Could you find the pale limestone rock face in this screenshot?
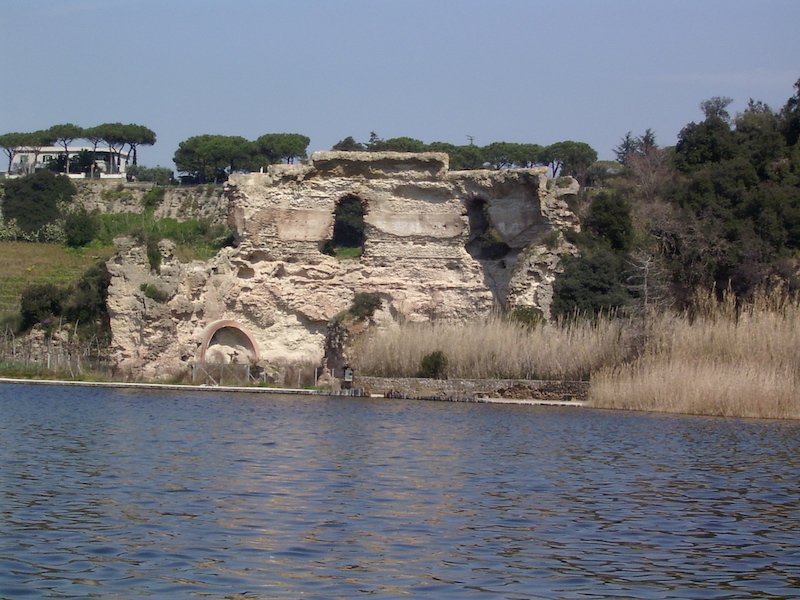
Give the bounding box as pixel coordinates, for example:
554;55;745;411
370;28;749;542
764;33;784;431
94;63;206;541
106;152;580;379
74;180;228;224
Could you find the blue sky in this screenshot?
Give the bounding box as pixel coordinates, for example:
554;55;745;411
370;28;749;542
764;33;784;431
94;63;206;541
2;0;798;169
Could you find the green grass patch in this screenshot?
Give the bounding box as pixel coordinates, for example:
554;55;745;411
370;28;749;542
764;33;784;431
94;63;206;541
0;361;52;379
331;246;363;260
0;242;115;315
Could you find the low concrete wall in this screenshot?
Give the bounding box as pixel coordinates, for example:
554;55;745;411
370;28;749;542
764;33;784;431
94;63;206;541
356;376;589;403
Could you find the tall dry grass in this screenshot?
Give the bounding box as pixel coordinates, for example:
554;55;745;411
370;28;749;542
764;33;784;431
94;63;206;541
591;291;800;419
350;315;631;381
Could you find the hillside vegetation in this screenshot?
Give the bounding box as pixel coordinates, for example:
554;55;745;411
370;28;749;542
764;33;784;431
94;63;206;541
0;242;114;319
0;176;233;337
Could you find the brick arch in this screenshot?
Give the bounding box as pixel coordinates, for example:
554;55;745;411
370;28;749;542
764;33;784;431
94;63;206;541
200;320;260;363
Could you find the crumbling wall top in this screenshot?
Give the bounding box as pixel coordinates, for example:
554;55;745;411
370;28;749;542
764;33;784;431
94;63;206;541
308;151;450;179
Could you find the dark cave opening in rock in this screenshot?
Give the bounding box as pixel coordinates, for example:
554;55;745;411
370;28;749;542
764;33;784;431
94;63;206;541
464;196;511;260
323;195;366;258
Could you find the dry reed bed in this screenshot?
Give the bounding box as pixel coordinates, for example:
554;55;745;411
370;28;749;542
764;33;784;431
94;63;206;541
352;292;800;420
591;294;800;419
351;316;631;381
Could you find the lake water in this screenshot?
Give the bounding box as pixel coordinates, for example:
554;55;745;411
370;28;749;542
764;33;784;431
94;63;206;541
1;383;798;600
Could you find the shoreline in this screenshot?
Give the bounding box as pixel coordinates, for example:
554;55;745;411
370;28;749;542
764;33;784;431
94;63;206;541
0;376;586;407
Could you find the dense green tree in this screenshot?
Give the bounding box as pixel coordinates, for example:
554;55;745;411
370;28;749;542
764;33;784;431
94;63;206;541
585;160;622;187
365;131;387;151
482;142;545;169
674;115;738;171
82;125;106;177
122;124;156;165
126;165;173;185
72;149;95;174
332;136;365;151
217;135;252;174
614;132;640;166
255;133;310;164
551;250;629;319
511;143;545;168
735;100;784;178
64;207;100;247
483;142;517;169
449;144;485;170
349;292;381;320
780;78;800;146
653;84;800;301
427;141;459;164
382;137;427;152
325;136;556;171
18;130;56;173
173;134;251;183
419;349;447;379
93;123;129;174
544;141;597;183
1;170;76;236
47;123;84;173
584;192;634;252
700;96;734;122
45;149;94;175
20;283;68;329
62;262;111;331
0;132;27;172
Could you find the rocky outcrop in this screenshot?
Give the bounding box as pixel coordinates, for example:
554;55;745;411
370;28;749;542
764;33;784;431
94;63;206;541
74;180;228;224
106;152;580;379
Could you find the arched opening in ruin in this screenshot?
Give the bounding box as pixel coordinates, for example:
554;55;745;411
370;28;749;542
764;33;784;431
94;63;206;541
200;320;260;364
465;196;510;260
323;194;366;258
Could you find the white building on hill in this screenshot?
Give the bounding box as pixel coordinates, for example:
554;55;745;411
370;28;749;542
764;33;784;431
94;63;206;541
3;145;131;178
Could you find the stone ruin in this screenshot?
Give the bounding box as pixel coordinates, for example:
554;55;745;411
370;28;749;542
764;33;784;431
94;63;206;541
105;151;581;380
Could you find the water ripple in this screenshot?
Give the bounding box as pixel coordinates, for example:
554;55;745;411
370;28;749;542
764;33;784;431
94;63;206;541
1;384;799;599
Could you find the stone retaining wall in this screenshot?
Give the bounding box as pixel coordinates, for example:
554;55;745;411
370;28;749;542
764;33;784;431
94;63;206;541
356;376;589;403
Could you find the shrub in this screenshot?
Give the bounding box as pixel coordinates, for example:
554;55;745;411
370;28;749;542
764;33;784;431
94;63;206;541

▶ [What needs to be done]: Search the material above for the word "ruin", then copy each line that holds it.

▶ [Answer space]:
Could you find the arched opening in ruin in this screenshot?
Could you find the stone ruin in this screenshot?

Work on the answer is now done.